→ **Exercises to complete**:
1/ Reproduce word for word the passage of the EQ article between "Yes, but not" and "others sound cleaner.", inclusive.
2/ In the EQ article, which EQ is named as better for boosts in high frequencies?

→ **Page text**:
========================
Different Types of EQ Explained

As you dive into music production, you soon realise that EQ is the most meaningful and vital effect you can use! Some say that 90% of mixing is EQing.

While the concept of what an EQ is is fairly simple, maybe you’ve read about different types of Equalizers. ‘M/S’, ‘linear-phase’, ‘minimum-phase’, ‘dynamic’, ‘parametric’, ‘graphic’, etc… Does it matter which EQ I use? If so, How much? What are the differences?


Puigtec by Waves


Does it matter which EQ I use?

Yes, but not that much, specially if you’re getting started in the world of production. In the beggining you can’t even tell if different EQs sound any different, but as you mix and mix some more, you start noticing that some EQs are just slightly better for some things. For example an API560 is better for boosts in high frequencies. You’ll feel that some EQ sounds better for vocals, and others sound awesome for drums. Some sound analog and colorful, and others sound cleaner.
========================
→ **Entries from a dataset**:
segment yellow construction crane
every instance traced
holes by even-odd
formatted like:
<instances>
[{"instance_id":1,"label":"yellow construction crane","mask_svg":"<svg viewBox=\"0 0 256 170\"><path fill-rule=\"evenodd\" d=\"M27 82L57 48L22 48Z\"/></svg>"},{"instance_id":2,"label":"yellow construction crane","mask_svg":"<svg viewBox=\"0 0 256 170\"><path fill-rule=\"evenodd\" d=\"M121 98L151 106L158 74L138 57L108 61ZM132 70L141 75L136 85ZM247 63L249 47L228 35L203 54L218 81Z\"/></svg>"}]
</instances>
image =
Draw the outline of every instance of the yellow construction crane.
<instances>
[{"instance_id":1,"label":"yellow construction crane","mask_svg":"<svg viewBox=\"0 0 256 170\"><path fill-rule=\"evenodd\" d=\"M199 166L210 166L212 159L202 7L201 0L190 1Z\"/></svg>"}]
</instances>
========================
→ **Solution set**:
1/
Yes, but not that much, specially if you’re getting started in the world of production. In the beggining you can’t even tell if different EQs sound any different, but as you mix and mix some more, you start noticing that some EQs are just slightly better for some things. For example an API560 is better for boosts in high frequencies. You’ll feel that some EQ sounds better for vocals, and others sound awesome for drums. Some sound analog and colorful, and others sound cleaner.

2/ An API560.